* [ACTIVITY]: Where a line of the data below has the string "black", copy that line.

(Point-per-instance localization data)
—————

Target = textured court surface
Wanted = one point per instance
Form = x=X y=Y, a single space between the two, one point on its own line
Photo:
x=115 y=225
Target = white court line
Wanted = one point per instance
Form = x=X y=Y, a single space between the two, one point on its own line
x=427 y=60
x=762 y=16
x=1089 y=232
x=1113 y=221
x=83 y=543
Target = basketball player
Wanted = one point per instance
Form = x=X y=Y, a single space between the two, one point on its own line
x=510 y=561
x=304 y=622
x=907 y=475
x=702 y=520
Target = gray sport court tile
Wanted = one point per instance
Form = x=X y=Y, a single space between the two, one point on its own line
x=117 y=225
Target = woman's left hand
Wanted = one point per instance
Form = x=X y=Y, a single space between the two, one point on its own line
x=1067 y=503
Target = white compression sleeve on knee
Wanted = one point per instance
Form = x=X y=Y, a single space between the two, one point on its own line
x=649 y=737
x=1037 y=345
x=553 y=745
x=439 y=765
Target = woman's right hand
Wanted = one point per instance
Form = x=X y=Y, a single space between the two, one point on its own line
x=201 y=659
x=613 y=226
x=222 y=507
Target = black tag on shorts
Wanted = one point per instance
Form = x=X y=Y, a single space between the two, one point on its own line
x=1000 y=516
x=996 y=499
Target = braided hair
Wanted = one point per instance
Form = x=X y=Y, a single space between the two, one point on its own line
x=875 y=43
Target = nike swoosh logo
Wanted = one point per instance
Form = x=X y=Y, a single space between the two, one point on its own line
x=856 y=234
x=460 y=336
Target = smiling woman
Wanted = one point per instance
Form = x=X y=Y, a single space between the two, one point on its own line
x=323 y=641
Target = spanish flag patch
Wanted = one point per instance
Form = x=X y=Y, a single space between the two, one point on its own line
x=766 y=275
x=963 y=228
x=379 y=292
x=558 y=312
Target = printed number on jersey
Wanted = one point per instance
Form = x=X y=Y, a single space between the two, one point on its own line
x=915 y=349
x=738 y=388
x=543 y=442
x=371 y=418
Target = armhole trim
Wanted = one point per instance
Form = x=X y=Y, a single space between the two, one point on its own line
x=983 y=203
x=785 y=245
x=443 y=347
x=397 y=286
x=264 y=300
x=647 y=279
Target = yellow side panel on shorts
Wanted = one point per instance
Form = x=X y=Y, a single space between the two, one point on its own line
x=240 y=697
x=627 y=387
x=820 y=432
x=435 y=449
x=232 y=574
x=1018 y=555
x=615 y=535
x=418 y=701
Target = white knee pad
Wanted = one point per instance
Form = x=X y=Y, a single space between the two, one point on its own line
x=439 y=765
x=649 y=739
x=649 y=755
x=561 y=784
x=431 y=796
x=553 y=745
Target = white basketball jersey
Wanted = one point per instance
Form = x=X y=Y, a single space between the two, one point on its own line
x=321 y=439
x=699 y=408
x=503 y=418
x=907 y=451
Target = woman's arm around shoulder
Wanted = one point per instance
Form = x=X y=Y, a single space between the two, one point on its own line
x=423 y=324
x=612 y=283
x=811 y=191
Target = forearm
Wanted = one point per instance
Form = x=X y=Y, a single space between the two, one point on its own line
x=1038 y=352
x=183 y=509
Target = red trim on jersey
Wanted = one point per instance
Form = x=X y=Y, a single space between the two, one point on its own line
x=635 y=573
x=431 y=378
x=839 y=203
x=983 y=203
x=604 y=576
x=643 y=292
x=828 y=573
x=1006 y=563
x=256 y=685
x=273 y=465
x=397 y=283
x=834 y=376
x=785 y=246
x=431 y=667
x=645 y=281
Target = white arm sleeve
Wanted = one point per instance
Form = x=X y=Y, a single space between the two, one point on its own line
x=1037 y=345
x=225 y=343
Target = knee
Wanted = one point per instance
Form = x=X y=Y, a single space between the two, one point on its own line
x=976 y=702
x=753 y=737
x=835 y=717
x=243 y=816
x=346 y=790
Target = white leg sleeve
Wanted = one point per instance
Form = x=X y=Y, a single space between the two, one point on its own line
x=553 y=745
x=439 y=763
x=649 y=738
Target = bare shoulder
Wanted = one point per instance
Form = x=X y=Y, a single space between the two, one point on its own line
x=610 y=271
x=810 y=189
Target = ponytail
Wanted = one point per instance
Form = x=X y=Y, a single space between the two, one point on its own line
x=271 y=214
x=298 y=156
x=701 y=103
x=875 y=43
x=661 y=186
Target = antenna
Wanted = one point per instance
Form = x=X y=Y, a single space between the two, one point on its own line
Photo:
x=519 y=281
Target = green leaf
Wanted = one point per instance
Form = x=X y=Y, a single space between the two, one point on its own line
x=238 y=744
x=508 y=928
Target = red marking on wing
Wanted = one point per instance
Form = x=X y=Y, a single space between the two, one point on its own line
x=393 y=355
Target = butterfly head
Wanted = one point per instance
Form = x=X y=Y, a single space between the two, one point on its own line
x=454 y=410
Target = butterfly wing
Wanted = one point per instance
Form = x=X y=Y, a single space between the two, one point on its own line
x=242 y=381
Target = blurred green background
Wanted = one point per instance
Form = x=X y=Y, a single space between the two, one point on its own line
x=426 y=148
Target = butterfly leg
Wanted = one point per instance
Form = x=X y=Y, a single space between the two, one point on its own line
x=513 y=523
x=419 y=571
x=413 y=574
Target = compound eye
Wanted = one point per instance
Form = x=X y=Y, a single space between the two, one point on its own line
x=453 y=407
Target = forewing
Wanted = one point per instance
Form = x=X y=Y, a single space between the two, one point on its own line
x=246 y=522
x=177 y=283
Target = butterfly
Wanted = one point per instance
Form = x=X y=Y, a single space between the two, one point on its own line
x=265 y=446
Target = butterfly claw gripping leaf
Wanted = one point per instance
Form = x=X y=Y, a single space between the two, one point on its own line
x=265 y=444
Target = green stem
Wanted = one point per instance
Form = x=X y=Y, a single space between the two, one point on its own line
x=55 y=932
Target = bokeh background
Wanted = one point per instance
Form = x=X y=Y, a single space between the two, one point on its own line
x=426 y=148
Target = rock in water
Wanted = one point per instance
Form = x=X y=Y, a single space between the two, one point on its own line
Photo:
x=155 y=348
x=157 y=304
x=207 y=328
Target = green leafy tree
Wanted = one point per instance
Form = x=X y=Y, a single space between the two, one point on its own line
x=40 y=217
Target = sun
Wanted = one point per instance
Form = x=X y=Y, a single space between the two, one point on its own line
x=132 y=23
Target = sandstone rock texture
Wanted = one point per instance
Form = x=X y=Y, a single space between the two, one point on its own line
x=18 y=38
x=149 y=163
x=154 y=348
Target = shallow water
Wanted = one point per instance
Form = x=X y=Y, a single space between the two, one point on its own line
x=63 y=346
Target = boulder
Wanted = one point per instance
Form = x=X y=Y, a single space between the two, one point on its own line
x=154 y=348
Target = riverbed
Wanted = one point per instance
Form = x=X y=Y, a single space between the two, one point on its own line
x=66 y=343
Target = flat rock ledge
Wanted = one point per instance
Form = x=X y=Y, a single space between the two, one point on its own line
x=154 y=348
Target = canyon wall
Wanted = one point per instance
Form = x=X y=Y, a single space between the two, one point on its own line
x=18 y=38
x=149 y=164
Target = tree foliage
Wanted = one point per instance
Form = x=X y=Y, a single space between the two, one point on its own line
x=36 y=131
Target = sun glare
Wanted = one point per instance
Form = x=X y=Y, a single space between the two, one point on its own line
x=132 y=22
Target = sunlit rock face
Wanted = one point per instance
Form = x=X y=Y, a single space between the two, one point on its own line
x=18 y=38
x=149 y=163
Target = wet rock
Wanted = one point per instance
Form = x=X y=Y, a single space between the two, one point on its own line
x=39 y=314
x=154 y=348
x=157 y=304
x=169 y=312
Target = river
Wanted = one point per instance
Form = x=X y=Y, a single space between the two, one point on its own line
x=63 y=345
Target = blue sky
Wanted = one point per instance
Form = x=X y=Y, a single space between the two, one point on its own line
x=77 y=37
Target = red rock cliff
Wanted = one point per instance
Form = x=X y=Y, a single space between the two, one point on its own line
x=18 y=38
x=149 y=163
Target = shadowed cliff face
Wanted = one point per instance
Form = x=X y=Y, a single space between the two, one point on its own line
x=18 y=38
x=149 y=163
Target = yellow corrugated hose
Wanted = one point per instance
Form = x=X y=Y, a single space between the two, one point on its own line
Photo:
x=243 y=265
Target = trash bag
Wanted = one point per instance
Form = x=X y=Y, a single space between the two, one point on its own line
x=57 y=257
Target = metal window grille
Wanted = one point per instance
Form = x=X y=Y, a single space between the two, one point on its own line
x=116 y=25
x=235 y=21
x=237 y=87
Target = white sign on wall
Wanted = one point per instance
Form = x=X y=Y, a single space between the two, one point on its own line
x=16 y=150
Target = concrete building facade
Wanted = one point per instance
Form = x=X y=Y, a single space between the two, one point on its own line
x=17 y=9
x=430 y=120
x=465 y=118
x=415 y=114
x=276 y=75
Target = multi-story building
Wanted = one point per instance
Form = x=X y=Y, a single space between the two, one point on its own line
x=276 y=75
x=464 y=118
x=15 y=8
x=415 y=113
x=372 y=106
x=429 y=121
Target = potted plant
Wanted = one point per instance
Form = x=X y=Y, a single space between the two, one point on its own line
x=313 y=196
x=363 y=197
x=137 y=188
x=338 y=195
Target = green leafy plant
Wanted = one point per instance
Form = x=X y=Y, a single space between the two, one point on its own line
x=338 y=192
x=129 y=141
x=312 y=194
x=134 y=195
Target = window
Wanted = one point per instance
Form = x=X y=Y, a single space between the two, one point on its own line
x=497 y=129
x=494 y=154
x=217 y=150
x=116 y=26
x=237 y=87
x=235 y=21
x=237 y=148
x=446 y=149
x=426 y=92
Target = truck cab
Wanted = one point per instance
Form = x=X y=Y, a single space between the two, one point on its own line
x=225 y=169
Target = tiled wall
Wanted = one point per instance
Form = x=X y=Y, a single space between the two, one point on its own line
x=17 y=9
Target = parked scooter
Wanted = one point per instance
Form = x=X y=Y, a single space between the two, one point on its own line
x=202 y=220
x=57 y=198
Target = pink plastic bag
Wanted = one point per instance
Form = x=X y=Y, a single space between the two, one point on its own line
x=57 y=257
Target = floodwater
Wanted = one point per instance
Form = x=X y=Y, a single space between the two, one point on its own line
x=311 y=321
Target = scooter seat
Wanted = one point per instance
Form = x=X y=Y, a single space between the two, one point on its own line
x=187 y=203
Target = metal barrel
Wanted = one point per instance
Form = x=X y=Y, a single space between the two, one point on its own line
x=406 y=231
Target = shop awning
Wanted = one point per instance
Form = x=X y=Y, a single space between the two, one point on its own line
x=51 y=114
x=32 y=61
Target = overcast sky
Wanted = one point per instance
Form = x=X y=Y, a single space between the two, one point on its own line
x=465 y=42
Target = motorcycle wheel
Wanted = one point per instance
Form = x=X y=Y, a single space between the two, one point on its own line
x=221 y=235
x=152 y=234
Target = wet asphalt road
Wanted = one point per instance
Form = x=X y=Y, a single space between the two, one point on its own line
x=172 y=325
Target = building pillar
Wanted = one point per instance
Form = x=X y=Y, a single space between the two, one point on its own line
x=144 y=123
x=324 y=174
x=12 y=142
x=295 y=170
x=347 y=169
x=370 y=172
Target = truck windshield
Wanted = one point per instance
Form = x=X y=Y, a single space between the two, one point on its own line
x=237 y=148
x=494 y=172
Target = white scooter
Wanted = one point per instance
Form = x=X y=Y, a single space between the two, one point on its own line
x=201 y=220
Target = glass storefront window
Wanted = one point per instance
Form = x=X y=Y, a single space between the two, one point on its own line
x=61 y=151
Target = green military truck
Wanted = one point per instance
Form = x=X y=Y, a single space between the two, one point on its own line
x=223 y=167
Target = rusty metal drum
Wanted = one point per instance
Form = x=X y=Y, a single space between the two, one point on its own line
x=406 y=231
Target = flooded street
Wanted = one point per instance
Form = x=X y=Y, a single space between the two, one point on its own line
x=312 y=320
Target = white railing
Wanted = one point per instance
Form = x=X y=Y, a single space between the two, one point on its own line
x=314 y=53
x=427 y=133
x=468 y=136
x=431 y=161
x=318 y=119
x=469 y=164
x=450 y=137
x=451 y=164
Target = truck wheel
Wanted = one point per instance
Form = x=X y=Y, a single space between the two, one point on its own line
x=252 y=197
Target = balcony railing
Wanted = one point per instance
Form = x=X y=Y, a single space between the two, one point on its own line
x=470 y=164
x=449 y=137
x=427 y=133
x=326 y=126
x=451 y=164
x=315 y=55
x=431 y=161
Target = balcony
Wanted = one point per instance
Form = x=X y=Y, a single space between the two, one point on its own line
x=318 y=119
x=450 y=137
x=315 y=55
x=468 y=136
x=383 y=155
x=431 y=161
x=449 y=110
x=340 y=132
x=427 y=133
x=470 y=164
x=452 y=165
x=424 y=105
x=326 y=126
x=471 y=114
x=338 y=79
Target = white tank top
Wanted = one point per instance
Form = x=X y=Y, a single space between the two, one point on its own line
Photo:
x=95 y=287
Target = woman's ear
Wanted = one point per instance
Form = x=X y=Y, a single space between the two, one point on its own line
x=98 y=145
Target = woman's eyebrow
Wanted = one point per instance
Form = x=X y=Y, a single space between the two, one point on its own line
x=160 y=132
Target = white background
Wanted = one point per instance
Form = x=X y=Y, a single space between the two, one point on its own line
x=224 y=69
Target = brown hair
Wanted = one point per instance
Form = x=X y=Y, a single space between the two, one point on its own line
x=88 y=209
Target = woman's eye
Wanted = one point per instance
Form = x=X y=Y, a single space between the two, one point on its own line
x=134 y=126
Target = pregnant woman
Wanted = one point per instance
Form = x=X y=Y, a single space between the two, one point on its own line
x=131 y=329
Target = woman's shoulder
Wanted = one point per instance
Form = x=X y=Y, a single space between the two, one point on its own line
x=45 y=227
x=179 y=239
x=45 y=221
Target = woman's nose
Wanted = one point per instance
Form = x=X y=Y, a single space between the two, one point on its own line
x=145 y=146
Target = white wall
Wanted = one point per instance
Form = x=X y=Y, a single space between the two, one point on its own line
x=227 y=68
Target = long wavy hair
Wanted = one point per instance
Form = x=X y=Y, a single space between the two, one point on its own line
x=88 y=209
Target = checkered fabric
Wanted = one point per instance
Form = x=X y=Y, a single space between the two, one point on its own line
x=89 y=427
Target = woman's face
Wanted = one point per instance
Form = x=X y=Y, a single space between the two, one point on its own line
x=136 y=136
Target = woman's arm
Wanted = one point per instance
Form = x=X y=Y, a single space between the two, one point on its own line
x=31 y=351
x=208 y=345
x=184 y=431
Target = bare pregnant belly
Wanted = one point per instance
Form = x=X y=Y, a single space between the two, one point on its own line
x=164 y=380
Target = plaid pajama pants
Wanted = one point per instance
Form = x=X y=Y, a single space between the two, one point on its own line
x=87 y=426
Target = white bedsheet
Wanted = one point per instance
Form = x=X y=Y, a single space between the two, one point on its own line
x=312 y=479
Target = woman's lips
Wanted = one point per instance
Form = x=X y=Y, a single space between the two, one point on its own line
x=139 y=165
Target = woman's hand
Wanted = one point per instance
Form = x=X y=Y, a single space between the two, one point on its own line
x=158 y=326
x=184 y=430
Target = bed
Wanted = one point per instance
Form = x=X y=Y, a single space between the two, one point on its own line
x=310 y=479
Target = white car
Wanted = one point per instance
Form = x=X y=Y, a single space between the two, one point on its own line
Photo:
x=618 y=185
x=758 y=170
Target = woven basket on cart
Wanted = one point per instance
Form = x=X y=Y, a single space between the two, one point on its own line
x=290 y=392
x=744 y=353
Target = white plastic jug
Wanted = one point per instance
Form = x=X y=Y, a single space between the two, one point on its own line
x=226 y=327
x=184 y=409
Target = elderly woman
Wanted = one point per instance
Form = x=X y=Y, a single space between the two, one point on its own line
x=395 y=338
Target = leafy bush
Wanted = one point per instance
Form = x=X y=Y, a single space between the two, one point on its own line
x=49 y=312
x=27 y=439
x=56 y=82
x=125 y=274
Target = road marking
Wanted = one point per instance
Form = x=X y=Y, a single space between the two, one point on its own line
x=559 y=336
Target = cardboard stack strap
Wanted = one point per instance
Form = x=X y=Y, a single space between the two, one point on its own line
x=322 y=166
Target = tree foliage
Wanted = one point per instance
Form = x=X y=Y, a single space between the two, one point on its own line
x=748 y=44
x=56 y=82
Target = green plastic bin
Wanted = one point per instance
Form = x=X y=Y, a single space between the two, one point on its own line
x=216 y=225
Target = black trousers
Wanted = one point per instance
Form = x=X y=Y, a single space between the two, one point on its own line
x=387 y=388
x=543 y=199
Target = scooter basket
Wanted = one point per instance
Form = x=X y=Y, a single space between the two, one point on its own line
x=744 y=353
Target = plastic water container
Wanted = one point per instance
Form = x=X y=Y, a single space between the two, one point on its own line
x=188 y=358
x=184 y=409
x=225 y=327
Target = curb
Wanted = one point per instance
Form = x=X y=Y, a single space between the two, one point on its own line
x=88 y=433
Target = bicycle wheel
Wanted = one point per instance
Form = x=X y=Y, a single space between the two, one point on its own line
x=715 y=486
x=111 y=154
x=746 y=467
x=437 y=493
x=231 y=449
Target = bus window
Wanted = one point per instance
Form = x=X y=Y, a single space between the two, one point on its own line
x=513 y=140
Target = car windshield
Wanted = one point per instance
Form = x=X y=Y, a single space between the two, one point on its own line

—————

* [SOLUTION TO THIS PROBLEM]:
Target = black tag on shorts
Target = black trousers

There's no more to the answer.